*Text excerpt*.
==========

My name is Augusto Barón, I’m 25 years old, and currently a medical student from Honduras. Last year, I became part of a society that would change my life: The International Federation of Medical Students’ Associations (IFMSA).
IFMSA is currently the biggest and the oldest association of medical students worldwide, and Honduras managed to become a first-time member last year. Quite new, quite uncertain, and unexplored by all of us, I ventured inside of it. I started by locally managing my university’s committee on public health matters, which forms part of a subdivision of IFMSA: the Standing Committee of Public Health (SCOPH). As providence would have it, I soon found myself taking over the national management of SCOPH. I was now in charge of guiding all of SCOPH’s members across my country in their work to ameliorate Hondurans’ health issues as best we could. Proudly, we kept growing and building our strength and structure with the passing of time, all throughout 2017.
Then, two events came to merge together in my life: being part of the Global UGRAD Program, and having to represent SCOPH IFMSA-Honduras in our international gathering at Egypt. My time in West Virginia University has allowed me to appreciate how exciting all these new perspectives on a variety of topics are, and how diversity can be celebrated in terms of cultures and traditions. It blessed me with a small international family that has shown me a little bit of who they are, where they come from, and educated me on their points of view. And to an extent as well, the Global UGRAD experience has been a very welcome opportunity to improve my English (which is far from perfect). All that I had learned so far in my time in the U.S. would play a mayor role for what was waiting for me during our March Meeting in Egypt.

==========

*Required work*.
According to the medical student's account, which country was Augusto Barón's international gathering held in? The lines after this point come from a different source.

==========

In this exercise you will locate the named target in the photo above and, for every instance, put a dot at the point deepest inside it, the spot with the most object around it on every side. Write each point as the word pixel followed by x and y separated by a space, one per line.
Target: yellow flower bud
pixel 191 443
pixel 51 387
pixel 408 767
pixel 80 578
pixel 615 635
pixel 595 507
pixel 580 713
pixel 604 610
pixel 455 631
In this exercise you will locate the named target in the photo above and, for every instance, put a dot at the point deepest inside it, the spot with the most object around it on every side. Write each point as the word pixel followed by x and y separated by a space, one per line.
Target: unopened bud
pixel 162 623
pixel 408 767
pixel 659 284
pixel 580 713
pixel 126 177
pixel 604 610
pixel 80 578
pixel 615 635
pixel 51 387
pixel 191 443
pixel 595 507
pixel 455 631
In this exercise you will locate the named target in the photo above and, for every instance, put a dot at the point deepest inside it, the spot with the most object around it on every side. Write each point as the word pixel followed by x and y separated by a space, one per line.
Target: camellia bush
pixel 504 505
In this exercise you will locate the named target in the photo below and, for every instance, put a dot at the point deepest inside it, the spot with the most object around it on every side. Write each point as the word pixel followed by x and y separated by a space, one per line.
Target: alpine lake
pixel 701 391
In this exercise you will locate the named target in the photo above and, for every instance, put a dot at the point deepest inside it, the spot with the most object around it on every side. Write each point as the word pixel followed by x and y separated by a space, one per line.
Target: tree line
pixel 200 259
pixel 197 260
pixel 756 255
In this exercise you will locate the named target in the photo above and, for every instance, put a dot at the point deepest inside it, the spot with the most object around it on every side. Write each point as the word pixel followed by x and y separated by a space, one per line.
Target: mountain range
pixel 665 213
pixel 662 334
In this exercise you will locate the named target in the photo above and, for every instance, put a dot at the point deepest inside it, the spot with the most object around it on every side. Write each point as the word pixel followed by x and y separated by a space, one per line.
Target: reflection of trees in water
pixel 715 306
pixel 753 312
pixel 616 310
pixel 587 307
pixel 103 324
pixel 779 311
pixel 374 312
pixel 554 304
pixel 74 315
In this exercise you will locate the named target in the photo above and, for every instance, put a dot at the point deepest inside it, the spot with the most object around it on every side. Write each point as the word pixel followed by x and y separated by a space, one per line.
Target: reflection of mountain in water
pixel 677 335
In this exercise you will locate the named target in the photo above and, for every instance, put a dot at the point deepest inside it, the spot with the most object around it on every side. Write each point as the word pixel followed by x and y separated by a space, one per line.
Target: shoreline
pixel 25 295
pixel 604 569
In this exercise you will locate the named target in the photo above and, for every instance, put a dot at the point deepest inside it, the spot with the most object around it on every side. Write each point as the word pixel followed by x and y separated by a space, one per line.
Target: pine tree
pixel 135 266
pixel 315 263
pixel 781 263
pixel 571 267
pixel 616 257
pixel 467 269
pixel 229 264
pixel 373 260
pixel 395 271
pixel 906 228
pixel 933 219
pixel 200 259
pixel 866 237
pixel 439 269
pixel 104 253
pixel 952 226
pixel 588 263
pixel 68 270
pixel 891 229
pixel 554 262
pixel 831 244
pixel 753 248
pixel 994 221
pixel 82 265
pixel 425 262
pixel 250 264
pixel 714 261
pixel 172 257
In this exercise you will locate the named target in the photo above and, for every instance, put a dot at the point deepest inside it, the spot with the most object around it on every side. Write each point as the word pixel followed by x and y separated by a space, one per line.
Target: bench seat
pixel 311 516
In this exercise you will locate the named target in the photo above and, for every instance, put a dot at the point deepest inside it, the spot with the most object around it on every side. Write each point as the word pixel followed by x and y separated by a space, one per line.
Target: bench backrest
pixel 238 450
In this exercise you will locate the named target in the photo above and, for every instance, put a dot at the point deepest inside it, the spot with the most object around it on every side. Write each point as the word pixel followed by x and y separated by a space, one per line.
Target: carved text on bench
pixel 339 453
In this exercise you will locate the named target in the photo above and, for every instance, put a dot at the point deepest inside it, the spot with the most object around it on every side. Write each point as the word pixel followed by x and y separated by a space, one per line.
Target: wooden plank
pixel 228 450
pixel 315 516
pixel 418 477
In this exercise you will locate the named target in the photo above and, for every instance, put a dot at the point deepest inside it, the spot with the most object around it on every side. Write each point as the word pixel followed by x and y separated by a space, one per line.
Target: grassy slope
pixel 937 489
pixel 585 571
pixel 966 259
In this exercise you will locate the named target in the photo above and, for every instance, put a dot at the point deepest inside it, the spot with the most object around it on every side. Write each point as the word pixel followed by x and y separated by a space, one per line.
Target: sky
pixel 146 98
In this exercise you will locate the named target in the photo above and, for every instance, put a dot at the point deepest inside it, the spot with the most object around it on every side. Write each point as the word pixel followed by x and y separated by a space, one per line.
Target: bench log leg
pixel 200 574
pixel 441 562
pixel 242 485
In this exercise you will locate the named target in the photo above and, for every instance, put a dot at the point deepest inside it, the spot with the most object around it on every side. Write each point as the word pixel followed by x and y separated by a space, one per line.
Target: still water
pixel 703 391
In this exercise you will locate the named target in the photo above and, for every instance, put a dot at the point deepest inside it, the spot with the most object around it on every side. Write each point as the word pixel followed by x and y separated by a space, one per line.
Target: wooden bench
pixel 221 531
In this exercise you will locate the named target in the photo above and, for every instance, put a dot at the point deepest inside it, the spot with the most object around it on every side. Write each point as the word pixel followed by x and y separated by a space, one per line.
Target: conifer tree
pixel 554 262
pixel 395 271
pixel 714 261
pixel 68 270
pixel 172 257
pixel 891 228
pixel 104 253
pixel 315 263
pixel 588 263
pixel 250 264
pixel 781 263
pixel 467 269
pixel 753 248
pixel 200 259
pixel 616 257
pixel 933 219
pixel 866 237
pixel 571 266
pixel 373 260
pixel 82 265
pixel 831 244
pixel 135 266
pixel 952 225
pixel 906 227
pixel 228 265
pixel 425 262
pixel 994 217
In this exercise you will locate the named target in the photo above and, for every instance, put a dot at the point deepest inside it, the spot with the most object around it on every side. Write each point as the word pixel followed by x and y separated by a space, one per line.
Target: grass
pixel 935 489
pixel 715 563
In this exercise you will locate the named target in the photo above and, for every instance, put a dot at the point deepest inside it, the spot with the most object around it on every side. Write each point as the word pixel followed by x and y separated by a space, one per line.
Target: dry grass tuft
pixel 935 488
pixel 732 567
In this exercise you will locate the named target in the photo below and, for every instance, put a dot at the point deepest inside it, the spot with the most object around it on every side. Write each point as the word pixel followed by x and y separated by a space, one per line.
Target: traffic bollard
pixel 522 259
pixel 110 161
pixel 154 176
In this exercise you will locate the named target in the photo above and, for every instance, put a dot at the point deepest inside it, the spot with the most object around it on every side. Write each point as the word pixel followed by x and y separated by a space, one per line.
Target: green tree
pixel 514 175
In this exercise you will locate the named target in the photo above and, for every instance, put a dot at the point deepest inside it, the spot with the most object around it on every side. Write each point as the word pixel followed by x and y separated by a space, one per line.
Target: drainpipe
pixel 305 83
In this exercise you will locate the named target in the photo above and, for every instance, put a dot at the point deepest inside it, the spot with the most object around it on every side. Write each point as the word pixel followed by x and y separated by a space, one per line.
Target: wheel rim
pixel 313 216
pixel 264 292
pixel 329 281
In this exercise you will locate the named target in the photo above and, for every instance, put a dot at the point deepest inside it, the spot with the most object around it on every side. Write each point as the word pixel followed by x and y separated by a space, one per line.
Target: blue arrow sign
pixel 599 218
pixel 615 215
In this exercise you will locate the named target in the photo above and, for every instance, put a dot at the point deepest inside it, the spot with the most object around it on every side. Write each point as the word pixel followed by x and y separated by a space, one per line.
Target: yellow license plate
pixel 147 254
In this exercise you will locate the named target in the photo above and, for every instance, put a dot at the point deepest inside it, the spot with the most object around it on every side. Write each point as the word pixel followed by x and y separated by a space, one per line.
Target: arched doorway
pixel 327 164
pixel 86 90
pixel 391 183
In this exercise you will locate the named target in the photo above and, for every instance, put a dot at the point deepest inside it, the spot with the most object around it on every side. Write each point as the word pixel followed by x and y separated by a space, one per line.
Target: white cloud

==========

*Task answer*.
Egypt.